#### [WHAT TO PRODUCE]
Could you reproduce word for word the section of the article on custom domains and DNS that opens with the words containing "When you buy" and closes with "from a domain registrar."?

#### [TEXT PROVIDED]
'''
Adding a domain to Microsoft Entra or Microsoft 365 looks simple in the admin portal, but the real work is happening in the domain and DNS layers underneath it. If those layers are misunderstood, the portal wizard starts to feel random: Microsoft asks you to add a TXT record, then later an MX record, then CNAME records for DKIM, and sometimes SRV or Autodiscover records, and it is not obvious why any of those records matter.

This article explains the full chain from basic domain ownership to advanced DNS-based mail authentication:

  1. what a domain is and how you get one
  2. what DNS is and how DNS hosting works
  3. the common record types and what they do
  4. how Microsoft Entra verifies a custom domain
  5. how Microsoft 365 uses DNS to route mail and client traffic
  6. what SPF, DKIM, and DMARC actually do in the backend

The main Microsoft references used here are Add and verify custom domain names - Microsoft Entra ID, Add your custom domain name to your tenant, Connect your domain by adding DNS records, External DNS records for Microsoft 365, DNS Concepts, Set up SPF to identify valid email sources for your custom cloud domains, Set up DKIM to sign mail from your cloud domain, and Set up DMARC to validate the From address domain for cloud senders.

Custom domains and DNS in Microsoft 365

Start with the basics: what is a domain?

A domain name is the human-readable namespace you own on the internet, such as contoso.com or sentinelidentity.ca. It is not the same thing as a website, a DNS record, or a Microsoft tenant. It is the namespace under which those things can later exist.

When you buy a domain, you are not buying a physical server and you are not buying Microsoft 365 mail by default. You are registering the right to control that name through a domain registrar. Microsoft calls this out in Add your custom domain name to your tenant: before you add a custom domain to Microsoft Entra, you first obtain it from a domain registrar.

In practice, the process looks like this:

  1. you choose a domain name
  2. you register it through a registrar such as GoDaddy, Namecheap, Cloudflare Registrar, Tucows, or another provider
  3. that registrar records your ownership and usually gives you access to DNS management

Once you own the domain, you can use it for:

  1. user principal names such as alice@contoso.com
  2. email addresses such as info@contoso.com
  3. websites such as www.contoso.com
  4. application names such as vpn.contoso.com or autodiscover.contoso.com

The key point is that the domain is the namespace. DNS is the mechanism that tells the internet what services exist inside that namespace.

What DNS is

DNS stands for Domain Name System. As Microsoft explains in DNS Concepts, DNS is the distributed naming system that maps human-readable names to technical data such as IP addresses, mail destinations, and service locations.

From a very basic perspective, DNS is the directory that answers questions like:

  1. what IP address belongs to www.contoso.com?
  2. which mail servers receive email for contoso.com?
  3. what TXT records prove I own contoso.com?
  4. where are the public DKIM keys for selector1._domainkey.contoso.com?

Without DNS, users and systems would need to know raw technical addresses for everything. DNS is what makes a domain name usable.

Registrar, DNS host, zone, and nameservers

These terms are often mixed together, but they are not the same thing.

The registrar is the company through which you registered the domain. It manages the registration and renewal of the name.

The DNS host is the provider actually serving the DNS zone for the domain. Often the registrar and DNS host are the same company, but they do not have to be. You can buy a domain at one provider and host DNS elsewhere.
'''
#### [DATA SUPPLIED]
'''
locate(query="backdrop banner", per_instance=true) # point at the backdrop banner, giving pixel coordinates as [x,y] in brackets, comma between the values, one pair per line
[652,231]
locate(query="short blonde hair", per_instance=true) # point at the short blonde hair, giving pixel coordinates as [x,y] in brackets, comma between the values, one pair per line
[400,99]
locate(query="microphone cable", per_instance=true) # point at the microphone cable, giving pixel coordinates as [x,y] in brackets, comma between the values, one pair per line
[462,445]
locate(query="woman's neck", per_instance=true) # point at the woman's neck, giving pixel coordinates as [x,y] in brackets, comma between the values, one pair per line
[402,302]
'''
'''
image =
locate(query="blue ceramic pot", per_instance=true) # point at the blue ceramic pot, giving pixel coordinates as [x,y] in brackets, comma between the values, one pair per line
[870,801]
'''
'''
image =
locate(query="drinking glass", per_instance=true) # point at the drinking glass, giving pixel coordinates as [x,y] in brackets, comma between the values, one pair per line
'''
#### [SOLUTION TO THE EXERCISE]
When you buy a domain, you are not buying a physical server and you are not buying Microsoft 365 mail by default. You are registering the right to control that name through a domain registrar. Microsoft calls this out in Add your custom domain name to your tenant: before you add a custom domain to Microsoft Entra, you first obtain it from a domain registrar.